Excerpt:
The actual effect of staff cuts will never be easy, if possible at all, to quantify, but Foristall is certain it will have a distinct negative influence. With the fewer programs and less interaction, "will people decline quicker?" he asked. "You bet they will."

***

While the impact of the health care bills on Medicare won't be settled until the final bill is signed into law (or even for years after), at least one part of the reform looks certain at this time: the bill will include provisions to try to increase transparency in nursing homes and to decrease elder abuse, such as mandatory background checks for facility employees.

The proposed Patient Protection and Affordable Care Act, which includes the Elder Justice Act and the Patient Safety and Abuse Prevention Act, would take steps such as requiring nursing homes to disclose information about owners, operators and financers, improving the consumer complaint process and adding new information to Medicare's Nursing Home Compare website.

But Amrhein said that the measures are mostly directed at for-profit institutions; most places, including Greater Harlem, won't change much about the way they operate.

Cucinelli also questioned the necessity of the reforms. "Everything that nursing homes do is already a matter of public record in one form or another," Cucinelli said. "It would be redundant if anything."

In New York, background checks are already required for all non-licensed personal who have the possibility of having direct contact with the residents. Licensed personal already have undergone a check, Cucinelli said.

Furthermore, many of the transparency requirements included in the legislation are already adhered to in the state, Amrhein said.

"I'm not sure there could be any more transparency than what we have," Foristall added, noting that his facility could be visited by officials from the local, state or federal level on any day.

Supplied records:

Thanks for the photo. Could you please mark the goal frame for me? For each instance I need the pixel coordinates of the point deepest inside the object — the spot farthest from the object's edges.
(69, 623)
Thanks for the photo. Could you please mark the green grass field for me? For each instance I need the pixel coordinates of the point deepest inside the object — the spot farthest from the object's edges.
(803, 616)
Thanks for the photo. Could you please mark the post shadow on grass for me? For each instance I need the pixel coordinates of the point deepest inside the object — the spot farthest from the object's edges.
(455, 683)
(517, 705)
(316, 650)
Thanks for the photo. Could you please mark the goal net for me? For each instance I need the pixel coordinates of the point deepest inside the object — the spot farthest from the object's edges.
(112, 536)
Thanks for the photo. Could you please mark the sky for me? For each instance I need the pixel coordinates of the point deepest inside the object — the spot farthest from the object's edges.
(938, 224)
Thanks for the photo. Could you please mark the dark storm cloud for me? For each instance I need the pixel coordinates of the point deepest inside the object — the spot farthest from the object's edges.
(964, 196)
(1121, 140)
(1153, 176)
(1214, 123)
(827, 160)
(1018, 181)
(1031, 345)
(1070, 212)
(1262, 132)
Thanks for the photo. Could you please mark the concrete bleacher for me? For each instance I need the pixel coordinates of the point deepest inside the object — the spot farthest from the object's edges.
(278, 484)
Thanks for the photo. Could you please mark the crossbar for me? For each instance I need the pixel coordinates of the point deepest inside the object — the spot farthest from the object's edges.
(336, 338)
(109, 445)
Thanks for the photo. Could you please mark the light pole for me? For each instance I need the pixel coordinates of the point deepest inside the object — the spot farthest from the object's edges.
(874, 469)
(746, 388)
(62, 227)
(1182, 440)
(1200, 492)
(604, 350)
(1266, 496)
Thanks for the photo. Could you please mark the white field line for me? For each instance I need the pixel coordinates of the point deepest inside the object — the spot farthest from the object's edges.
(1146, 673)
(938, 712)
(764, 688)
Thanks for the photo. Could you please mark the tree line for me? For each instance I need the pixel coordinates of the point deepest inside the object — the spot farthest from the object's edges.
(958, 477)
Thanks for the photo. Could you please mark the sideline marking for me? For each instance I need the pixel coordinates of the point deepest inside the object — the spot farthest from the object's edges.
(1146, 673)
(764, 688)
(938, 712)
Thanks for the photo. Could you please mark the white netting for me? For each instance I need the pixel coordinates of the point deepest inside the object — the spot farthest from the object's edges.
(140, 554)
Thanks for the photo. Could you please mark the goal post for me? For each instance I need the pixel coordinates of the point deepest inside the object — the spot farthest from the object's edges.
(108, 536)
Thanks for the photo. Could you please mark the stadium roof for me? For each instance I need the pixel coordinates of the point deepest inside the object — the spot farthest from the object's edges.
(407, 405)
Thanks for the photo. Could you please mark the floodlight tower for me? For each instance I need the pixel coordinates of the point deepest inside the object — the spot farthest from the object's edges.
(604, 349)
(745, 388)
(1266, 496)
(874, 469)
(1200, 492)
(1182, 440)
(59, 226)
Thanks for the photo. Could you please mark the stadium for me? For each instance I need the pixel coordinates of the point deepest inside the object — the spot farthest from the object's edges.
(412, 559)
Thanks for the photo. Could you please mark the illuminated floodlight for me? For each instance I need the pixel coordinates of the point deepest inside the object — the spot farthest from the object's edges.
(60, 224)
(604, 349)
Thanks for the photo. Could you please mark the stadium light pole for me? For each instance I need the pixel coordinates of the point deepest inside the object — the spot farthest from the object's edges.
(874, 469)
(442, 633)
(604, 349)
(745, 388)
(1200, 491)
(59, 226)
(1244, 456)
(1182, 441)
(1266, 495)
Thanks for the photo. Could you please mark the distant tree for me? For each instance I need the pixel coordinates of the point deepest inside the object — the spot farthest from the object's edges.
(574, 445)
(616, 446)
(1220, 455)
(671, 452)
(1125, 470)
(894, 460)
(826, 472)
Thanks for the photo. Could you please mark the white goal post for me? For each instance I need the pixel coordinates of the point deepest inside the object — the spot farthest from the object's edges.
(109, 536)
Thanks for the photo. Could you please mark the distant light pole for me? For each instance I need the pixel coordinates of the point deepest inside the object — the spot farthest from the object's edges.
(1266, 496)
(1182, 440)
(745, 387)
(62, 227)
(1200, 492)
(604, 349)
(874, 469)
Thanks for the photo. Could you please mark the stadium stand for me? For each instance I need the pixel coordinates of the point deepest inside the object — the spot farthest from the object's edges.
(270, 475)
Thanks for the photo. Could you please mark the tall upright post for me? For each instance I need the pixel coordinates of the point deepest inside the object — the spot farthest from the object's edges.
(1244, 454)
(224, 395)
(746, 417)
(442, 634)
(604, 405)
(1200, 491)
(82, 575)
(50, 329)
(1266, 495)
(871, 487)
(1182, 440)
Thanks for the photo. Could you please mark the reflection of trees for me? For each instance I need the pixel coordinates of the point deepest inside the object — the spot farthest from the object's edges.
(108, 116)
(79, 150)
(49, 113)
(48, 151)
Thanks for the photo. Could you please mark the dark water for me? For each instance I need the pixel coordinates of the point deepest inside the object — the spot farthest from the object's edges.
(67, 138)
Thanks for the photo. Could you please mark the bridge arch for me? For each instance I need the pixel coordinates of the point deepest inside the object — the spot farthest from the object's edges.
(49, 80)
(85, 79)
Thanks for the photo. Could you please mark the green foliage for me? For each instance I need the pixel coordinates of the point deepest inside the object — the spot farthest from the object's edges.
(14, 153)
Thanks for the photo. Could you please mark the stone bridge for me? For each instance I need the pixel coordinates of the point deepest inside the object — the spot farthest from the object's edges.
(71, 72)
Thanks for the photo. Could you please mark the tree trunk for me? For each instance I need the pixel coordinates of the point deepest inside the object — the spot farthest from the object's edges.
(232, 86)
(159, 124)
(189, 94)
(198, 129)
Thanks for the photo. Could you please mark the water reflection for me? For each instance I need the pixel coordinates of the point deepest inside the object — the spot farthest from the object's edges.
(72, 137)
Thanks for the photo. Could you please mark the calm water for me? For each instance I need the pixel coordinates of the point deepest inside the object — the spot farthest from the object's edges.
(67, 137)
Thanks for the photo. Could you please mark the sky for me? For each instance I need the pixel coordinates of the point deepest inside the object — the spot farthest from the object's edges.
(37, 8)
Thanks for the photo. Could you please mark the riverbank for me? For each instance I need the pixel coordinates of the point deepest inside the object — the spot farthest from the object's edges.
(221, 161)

Task set:
[1] From the nursing home excerpt, give again the passage between "But Amrhein said" and "state, Amrhein said.", inclusive.
[2] According to the nursing home excerpt, what does New York already require for non-licensed staff who may have direct contact with residents?
[3] Rewrite the paragraph of the nursing home excerpt beginning "The proposed Patient Protection and Affordable Care Act" as a shorter bulleted list that keeps its main facts.

Results of the exercise:
[1]
But Amrhein said that the measures are mostly directed at for-profit institutions; most places, including Greater Harlem, won't change much about the way they operate.

Cucinelli also questioned the necessity of the reforms. "Everything that nursing homes do is already a matter of public record in one form or another," Cucinelli said. "It would be redundant if anything."

In New York, background checks are already required for all non-licensed personal who have the possibility of having direct contact with the residents. Licensed personal already have undergone a check, Cucinelli said.

Furthermore, many of the transparency requirements included in the legislation are already adhered to in the state, Amrhein said.

[2] Background checks.

[3]
The proposed Patient Protection and Affordable Care Act, which includes the Elder Justice Act and the Patient Safety and Abuse Prevention Act, would:
- require nursing homes to disclose information about owners, operators and financers
- improve the consumer complaint process
- add new information to Medicare's Nursing Home Compare website